(Données d'étiquetage par coordonnées)
+++

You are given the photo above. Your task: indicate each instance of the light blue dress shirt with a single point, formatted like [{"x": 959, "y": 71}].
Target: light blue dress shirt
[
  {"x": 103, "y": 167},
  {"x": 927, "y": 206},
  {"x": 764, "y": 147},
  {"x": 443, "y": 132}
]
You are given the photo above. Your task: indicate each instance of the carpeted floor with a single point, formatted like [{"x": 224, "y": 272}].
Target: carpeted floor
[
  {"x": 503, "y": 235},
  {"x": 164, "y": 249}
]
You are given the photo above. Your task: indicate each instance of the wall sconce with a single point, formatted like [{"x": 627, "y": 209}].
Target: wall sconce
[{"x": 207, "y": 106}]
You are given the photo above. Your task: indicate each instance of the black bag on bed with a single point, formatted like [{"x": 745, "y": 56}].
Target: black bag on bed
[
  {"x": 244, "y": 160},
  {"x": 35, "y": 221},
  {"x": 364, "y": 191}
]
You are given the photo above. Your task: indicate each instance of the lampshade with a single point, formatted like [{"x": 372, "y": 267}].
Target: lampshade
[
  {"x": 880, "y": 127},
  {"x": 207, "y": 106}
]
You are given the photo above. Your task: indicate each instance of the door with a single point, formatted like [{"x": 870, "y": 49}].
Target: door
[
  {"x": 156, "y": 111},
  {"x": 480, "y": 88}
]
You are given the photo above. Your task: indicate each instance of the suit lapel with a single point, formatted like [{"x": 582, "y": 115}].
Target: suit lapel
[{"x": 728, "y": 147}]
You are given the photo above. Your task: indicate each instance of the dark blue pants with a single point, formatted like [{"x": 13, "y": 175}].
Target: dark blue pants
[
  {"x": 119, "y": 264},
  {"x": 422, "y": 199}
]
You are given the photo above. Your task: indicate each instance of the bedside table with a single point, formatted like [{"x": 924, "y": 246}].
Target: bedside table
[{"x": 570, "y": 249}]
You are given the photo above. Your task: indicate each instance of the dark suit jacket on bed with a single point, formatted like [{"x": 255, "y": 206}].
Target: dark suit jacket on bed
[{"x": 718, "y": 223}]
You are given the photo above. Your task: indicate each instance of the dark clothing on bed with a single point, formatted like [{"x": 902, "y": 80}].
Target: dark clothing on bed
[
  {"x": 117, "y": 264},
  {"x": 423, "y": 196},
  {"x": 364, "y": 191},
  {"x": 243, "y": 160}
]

+++

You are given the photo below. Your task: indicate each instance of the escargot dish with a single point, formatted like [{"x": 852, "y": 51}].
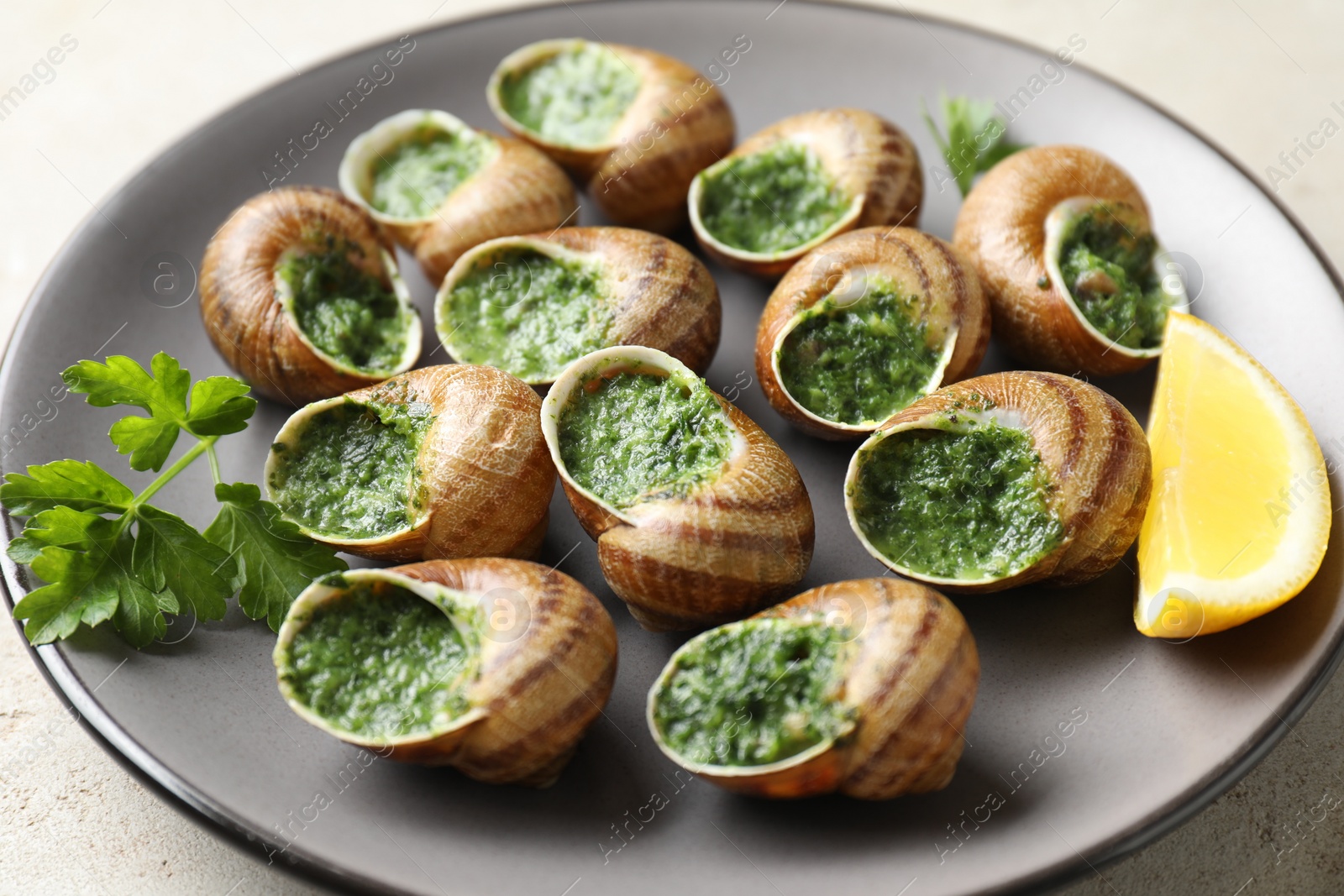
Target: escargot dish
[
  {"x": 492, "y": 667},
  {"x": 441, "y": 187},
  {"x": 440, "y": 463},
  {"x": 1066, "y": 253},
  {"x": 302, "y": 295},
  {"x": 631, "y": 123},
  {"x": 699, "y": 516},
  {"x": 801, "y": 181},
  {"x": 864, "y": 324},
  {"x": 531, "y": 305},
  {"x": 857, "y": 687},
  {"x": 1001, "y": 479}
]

+++

À FAIRE
Trouve dans le matériel ci-dessus toutes les lignes qui contiennent le mot « dress », puis recopie-les sans rien y changer.

RÉSULTAT FINAL
You are given the photo above. Your task: indicate each instance of the light blue dress shirt with a single point, formatted like [{"x": 959, "y": 71}].
Target: light blue dress shirt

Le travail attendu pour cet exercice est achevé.